== PROBLEM REQUIREMENTS ==
Return all of the data exactly as written, without the pictures.
┌─ EXTRACTED MATERIAL
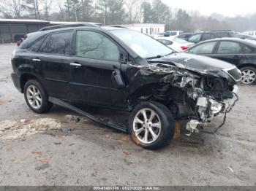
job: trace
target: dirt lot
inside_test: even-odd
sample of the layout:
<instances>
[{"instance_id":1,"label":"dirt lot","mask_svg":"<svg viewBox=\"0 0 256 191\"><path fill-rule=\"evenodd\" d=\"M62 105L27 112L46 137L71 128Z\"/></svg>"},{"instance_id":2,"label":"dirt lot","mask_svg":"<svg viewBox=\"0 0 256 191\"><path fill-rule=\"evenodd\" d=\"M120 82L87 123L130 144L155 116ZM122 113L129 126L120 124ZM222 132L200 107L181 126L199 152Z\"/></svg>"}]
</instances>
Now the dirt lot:
<instances>
[{"instance_id":1,"label":"dirt lot","mask_svg":"<svg viewBox=\"0 0 256 191\"><path fill-rule=\"evenodd\" d=\"M256 185L256 86L239 87L226 124L201 133L203 144L174 141L153 152L59 106L33 113L10 78L14 48L0 44L0 185Z\"/></svg>"}]
</instances>

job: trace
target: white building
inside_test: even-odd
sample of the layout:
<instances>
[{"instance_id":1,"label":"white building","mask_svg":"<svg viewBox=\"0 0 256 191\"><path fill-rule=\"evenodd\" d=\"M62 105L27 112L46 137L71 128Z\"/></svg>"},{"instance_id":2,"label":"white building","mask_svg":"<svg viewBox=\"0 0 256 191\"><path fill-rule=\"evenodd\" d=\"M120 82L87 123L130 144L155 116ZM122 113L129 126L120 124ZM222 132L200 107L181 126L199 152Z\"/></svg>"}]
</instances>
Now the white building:
<instances>
[{"instance_id":1,"label":"white building","mask_svg":"<svg viewBox=\"0 0 256 191\"><path fill-rule=\"evenodd\" d=\"M154 34L165 32L165 24L157 23L135 23L126 25L116 25L114 26L123 26L147 34Z\"/></svg>"}]
</instances>

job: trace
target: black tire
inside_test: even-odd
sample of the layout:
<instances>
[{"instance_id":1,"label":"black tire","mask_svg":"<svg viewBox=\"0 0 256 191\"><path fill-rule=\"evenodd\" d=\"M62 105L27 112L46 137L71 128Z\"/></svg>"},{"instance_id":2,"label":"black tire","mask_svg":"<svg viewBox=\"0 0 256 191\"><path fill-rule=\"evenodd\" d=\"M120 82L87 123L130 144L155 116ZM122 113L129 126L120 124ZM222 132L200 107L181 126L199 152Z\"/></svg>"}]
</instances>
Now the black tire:
<instances>
[{"instance_id":1,"label":"black tire","mask_svg":"<svg viewBox=\"0 0 256 191\"><path fill-rule=\"evenodd\" d=\"M246 83L245 82L243 82L244 81L244 79L242 79L242 83L245 84L245 85L255 85L256 84L256 76L255 76L256 75L256 68L252 67L252 66L245 66L245 67L243 67L243 68L240 69L240 71L241 71L241 72L242 72L242 74L243 74L243 71L244 71L246 70L250 70L250 71L253 71L255 73L255 75L254 75L255 80L251 82L249 82L249 83Z\"/></svg>"},{"instance_id":2,"label":"black tire","mask_svg":"<svg viewBox=\"0 0 256 191\"><path fill-rule=\"evenodd\" d=\"M138 113L140 113L140 112L142 111L142 109L149 109L153 110L158 115L157 117L159 118L159 121L161 122L161 130L159 130L160 132L159 132L158 138L153 142L148 144L145 144L142 142L138 138L138 136L135 135L133 128L135 117L136 116L138 117ZM132 140L136 144L140 145L145 149L158 149L164 147L165 146L168 144L169 142L173 139L175 133L175 121L170 110L165 105L157 102L145 101L138 104L132 110L129 117L128 122L129 133L130 134ZM153 139L152 136L151 139Z\"/></svg>"},{"instance_id":3,"label":"black tire","mask_svg":"<svg viewBox=\"0 0 256 191\"><path fill-rule=\"evenodd\" d=\"M29 103L29 99L27 98L26 92L27 92L28 87L31 87L31 85L35 86L38 89L40 93L40 98L41 98L42 102L41 102L41 105L38 108L33 107L31 104ZM39 113L39 114L45 113L48 112L53 106L53 104L49 102L48 96L46 91L45 90L45 89L42 87L42 85L39 82L34 79L30 79L26 82L24 85L24 97L29 107L36 113Z\"/></svg>"}]
</instances>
└─
== RESPONSE ==
job: trace
target: dirt lot
inside_test: even-odd
sample of the layout:
<instances>
[{"instance_id":1,"label":"dirt lot","mask_svg":"<svg viewBox=\"0 0 256 191\"><path fill-rule=\"evenodd\" d=\"M62 105L27 112L46 137L71 128Z\"/></svg>"},{"instance_id":2,"label":"dirt lot","mask_svg":"<svg viewBox=\"0 0 256 191\"><path fill-rule=\"evenodd\" d=\"M120 82L87 123L130 144L155 116ZM122 113L129 126L120 124ZM222 132L200 107L181 126L199 152Z\"/></svg>"}]
</instances>
Now the dirt lot:
<instances>
[{"instance_id":1,"label":"dirt lot","mask_svg":"<svg viewBox=\"0 0 256 191\"><path fill-rule=\"evenodd\" d=\"M256 185L256 86L239 87L226 124L201 133L203 144L174 141L153 152L59 106L33 113L10 78L14 48L0 44L0 185Z\"/></svg>"}]
</instances>

job: trace
target: white building
inside_test: even-odd
sample of the layout:
<instances>
[{"instance_id":1,"label":"white building","mask_svg":"<svg viewBox=\"0 0 256 191\"><path fill-rule=\"evenodd\" d=\"M62 105L27 112L46 137L71 128Z\"/></svg>"},{"instance_id":2,"label":"white building","mask_svg":"<svg viewBox=\"0 0 256 191\"><path fill-rule=\"evenodd\" d=\"M120 82L87 123L130 144L155 116ZM122 113L129 126L120 124ZM222 132L200 107L181 126L199 152Z\"/></svg>"}]
</instances>
Now the white building:
<instances>
[{"instance_id":1,"label":"white building","mask_svg":"<svg viewBox=\"0 0 256 191\"><path fill-rule=\"evenodd\" d=\"M154 34L165 32L165 24L157 23L135 23L126 25L116 25L114 26L123 26L147 34Z\"/></svg>"}]
</instances>

job: trace
target: black tire
inside_test: even-odd
sample of the layout:
<instances>
[{"instance_id":1,"label":"black tire","mask_svg":"<svg viewBox=\"0 0 256 191\"><path fill-rule=\"evenodd\" d=\"M62 105L27 112L46 137L71 128Z\"/></svg>"},{"instance_id":2,"label":"black tire","mask_svg":"<svg viewBox=\"0 0 256 191\"><path fill-rule=\"evenodd\" d=\"M120 82L87 123L130 144L155 116ZM122 113L129 126L120 124ZM222 132L200 107L181 126L199 152Z\"/></svg>"}]
</instances>
Now the black tire:
<instances>
[{"instance_id":1,"label":"black tire","mask_svg":"<svg viewBox=\"0 0 256 191\"><path fill-rule=\"evenodd\" d=\"M246 83L245 82L243 82L244 81L244 79L242 79L242 83L245 84L245 85L255 85L256 84L256 76L255 76L256 75L256 68L252 67L252 66L245 66L245 67L243 67L243 68L240 69L240 71L241 71L241 72L242 72L242 74L243 74L243 71L244 71L246 70L250 70L250 71L253 71L255 73L255 75L254 75L255 80L251 82L249 82L249 83Z\"/></svg>"},{"instance_id":2,"label":"black tire","mask_svg":"<svg viewBox=\"0 0 256 191\"><path fill-rule=\"evenodd\" d=\"M138 113L140 113L140 112L142 111L142 109L149 109L153 110L158 115L157 117L159 118L159 121L161 122L161 130L159 130L160 132L159 132L158 138L153 142L148 144L145 144L142 142L138 138L138 136L135 135L133 128L135 117L136 116L138 117ZM132 140L136 144L140 145L145 149L158 149L164 147L165 146L168 144L169 142L173 139L175 133L175 121L170 110L165 105L157 102L145 101L138 104L132 110L129 117L128 122L129 133L130 134ZM153 139L152 136L151 139Z\"/></svg>"},{"instance_id":3,"label":"black tire","mask_svg":"<svg viewBox=\"0 0 256 191\"><path fill-rule=\"evenodd\" d=\"M29 103L29 99L27 98L26 92L27 92L28 87L31 87L31 85L35 86L38 89L40 93L40 98L41 98L42 102L41 102L41 105L38 108L33 107L31 104ZM39 113L39 114L45 113L48 112L53 106L53 104L49 102L48 96L46 91L45 90L45 89L42 87L42 85L39 82L34 79L30 79L26 82L24 85L24 97L29 107L36 113Z\"/></svg>"}]
</instances>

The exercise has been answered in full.